KUMPULAN SOAL =
a) Tentukan apakah setiap pernyataan berikut sesuai dengan bacaan tentang keuangan Pemprov Riau. Jawab ya atau tidak, disertai kutipan kata-kata bacaan yang menjadi dasarnya.
(i) Defisit anggaran Pemprov Riau mencapai Rp 2,2 triliun.
(ii) Rapat pembahasan RPJMD diadakan di Balai Serindit Gedung Daerah, Pekanbaru.
(iii) Sebelumnya tunda bayar biasanya berkisar Rp 500 miliar.
b) Tulis ulang bagian bacaan tentang keuangan Pemprov Riau mulai dari "Pada rapat pembahasan" sampai "ujar Abdul Wahid.", dengan mengganti "tunda bayar" menjadi "utang tertunda".

====== BACAAN ======

PEKANBARU – Gubernur Riau Abdul Wahid tengah menghadapi tantangan besar terkait kondisi keuangan Pemerintah Provinsi (Pemprov) Riau yang mengalami defisit anggaran sebesar Rp 1,5 triliun dan tunda bayar yang mencapai lebih dari Rp 2,2 triliun. Jumlah ini tercatat sebagai yang terburuk dalam sejarah keuangan Riau.
Pada rapat pembahasan Rencana Pembangunan Jangka Menengah Daerah (RPJMD) di Balai Serindit Gedung Daerah, Pekanbaru, Rabu (12/3/2025), Abdul Wahid mengungkapkan kekhawatirannya terhadap situasi ini. Ia menilai, tunda bayar yang terjadi kali ini jauh lebih besar dibandingkan dengan kondisi sebelumnya yang biasanya hanya berkisar antara Rp 200 miliar hingga Rp 250 miliar.
"Hari ini terjadi tunda bayar yang begitu besar. Saya belum pernah menemukan tunda bayar sebesar Rp 2,2 triliun. Biasanya, tunda bayar hanya sekitar Rp 200 miliar hingga Rp 250 miliar. Ini luar biasa dan membuat saya pusing tujuh keliling," ujar Abdul Wahid.
Untuk menangani defisit anggaran tersebut, Gubernur Wahid menyebutkan beberapa langkah yang perlu diambil, salah satunya adalah pemangkasan Tambahan Penghasilan Pegawai (TPP) bagi Aparatur Sipil Negara (ASN) di lingkungan Pemprov Riau. Ia juga menyebutkan pengurangan anggaran pada biaya perjalanan dinas, konsumsi rapat, serta sewa gedung untuk kegiatan seremonial dan Focus Group Discussion (FGD) sebagai upaya penghematan.

====== DATA YANG TERSEDIA ======

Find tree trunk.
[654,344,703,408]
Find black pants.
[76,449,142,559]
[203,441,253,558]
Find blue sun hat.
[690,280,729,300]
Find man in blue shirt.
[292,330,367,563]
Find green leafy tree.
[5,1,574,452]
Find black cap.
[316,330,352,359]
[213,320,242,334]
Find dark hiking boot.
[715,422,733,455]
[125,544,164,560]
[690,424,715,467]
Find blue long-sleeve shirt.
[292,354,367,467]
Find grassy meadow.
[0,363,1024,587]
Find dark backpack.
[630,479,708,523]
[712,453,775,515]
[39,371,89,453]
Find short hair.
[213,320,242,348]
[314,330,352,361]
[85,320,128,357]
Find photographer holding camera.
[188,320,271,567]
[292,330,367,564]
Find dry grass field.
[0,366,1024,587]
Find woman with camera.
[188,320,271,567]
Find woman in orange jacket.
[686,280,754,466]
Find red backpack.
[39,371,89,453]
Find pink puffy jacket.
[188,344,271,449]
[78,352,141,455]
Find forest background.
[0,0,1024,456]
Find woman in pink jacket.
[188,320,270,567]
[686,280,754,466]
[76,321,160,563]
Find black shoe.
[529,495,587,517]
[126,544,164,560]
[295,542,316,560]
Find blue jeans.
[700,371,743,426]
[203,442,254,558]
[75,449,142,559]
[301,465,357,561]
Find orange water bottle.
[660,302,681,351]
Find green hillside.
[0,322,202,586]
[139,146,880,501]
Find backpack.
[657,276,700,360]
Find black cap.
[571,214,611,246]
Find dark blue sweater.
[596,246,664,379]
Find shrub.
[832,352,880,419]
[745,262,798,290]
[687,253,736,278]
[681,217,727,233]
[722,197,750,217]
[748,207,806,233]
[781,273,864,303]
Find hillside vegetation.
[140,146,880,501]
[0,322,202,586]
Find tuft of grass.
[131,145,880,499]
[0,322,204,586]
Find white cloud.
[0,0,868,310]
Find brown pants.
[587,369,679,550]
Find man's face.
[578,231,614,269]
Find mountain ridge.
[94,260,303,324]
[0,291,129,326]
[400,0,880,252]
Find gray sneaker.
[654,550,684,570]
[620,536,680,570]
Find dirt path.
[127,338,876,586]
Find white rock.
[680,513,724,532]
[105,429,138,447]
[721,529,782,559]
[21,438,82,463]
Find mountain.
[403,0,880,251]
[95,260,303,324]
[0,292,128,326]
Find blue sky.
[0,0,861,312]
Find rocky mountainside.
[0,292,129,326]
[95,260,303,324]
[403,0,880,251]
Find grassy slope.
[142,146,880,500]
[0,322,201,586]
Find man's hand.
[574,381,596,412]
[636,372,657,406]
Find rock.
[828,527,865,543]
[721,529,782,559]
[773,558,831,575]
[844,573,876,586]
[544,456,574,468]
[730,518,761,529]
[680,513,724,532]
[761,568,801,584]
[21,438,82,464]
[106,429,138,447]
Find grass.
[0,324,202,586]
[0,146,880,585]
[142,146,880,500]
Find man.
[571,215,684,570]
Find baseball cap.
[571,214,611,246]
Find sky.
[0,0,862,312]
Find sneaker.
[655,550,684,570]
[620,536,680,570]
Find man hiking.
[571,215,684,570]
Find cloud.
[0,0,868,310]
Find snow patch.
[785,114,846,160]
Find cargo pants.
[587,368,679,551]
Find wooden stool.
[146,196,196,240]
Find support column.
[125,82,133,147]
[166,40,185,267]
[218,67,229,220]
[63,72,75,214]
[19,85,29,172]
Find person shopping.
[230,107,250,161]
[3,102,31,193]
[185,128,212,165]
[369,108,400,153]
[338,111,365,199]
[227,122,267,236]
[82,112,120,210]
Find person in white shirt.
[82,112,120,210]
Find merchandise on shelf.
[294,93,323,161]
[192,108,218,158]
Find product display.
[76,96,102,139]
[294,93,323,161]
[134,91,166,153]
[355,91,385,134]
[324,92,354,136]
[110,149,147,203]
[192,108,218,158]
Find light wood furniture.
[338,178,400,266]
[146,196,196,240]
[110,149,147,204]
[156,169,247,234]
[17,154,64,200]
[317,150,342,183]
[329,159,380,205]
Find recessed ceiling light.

======

JAWABAN TIAP SOAL =
a)
(i) Tidak: "defisit anggaran sebesar Rp 1,5 triliun"
(ii) Ya: "di Balai Serindit Gedung Daerah, Pekanbaru"
(iii) Tidak: "biasanya hanya berkisar antara Rp 200 miliar hingga Rp 250 miliar"

b)
Pada rapat pembahasan Rencana Pembangunan Jangka Menengah Daerah (RPJMD) di Balai Serindit Gedung Daerah, Pekanbaru, Rabu (12/3/2025), Abdul Wahid mengungkapkan kekhawatirannya terhadap situasi ini. Ia menilai, utang tertunda yang terjadi kali ini jauh lebih besar dibandingkan dengan kondisi sebelumnya yang biasanya hanya berkisar antara Rp 200 miliar hingga Rp 250 miliar.
"Hari ini terjadi utang tertunda yang begitu besar. Saya belum pernah menemukan utang tertunda sebesar Rp 2,2 triliun. Biasanya, utang tertunda hanya sekitar Rp 200 miliar hingga Rp 250 miliar. Ini luar biasa dan membuat saya pusing tujuh keliling," ujar Abdul Wahid.